§ **DATA TO USE**
____________________
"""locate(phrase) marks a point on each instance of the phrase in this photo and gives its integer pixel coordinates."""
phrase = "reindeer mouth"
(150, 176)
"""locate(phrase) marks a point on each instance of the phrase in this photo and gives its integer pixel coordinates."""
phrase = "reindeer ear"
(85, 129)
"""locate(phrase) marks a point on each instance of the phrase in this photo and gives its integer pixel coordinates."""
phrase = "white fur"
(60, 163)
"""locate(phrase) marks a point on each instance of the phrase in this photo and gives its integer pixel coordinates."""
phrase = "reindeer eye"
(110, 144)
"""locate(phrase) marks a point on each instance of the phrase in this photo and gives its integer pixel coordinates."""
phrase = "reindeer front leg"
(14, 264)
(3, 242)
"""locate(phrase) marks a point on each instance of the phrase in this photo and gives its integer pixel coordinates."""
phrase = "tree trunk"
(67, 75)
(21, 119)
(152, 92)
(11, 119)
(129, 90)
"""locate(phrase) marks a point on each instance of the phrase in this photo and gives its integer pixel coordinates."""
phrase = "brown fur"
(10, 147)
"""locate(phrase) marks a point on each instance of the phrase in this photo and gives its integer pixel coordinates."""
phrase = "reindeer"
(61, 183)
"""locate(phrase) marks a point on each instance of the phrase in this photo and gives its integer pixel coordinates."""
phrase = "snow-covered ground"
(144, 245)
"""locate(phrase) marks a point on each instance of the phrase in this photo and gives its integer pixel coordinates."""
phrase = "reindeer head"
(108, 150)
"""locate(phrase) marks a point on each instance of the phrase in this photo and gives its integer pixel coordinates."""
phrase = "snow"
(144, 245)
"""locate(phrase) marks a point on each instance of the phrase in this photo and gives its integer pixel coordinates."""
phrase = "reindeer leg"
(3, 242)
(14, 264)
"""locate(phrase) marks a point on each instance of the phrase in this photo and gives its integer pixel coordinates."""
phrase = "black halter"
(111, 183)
____________________
§ **WHAT YOU NEED TO DO**
All of the material above needs to be retyped word for word.

§ **OUTPUT OF THE EXERCISE**
"""locate(phrase) marks a point on each instance of the phrase in this photo and gives its integer pixel coordinates."""
phrase = "reindeer mouth"
(150, 176)
"""locate(phrase) marks a point on each instance of the phrase in this photo and gives its integer pixel coordinates."""
phrase = "reindeer ear"
(85, 129)
"""locate(phrase) marks a point on each instance of the phrase in this photo and gives its integer pixel coordinates."""
phrase = "white fur"
(60, 163)
"""locate(phrase) marks a point on each instance of the phrase in this photo and gives its integer pixel coordinates."""
phrase = "reindeer eye"
(110, 144)
"""locate(phrase) marks a point on each instance of the phrase in this photo and gives its integer pixel coordinates."""
phrase = "reindeer front leg"
(14, 264)
(3, 242)
"""locate(phrase) marks a point on each instance of the phrase in this photo and gives its integer pixel coordinates."""
phrase = "tree trunk"
(67, 75)
(21, 119)
(152, 92)
(11, 119)
(129, 90)
"""locate(phrase) marks a point on each instance of the phrase in this photo and gives its integer pixel coordinates."""
phrase = "brown fur"
(10, 147)
"""locate(phrase) marks a point on each instance of the phrase in this photo and gives its integer pixel coordinates."""
phrase = "reindeer"
(61, 183)
"""locate(phrase) marks a point on each instance of the phrase in this photo and gives its integer pixel coordinates."""
phrase = "snow-covered ground"
(144, 245)
"""locate(phrase) marks a point on each instance of the phrase in this photo and gives its integer pixel coordinates."""
phrase = "reindeer head"
(108, 150)
"""locate(phrase) marks a point on each instance of the phrase in this photo and gives its integer pixel coordinates."""
phrase = "snow"
(144, 245)
"""locate(phrase) marks a point on each instance of the phrase in this photo and gives its integer pixel coordinates."""
phrase = "reindeer leg"
(3, 242)
(14, 264)
"""locate(phrase) marks a point on each instance of the phrase in this photo and gives its integer pixel coordinates."""
phrase = "black halter"
(111, 183)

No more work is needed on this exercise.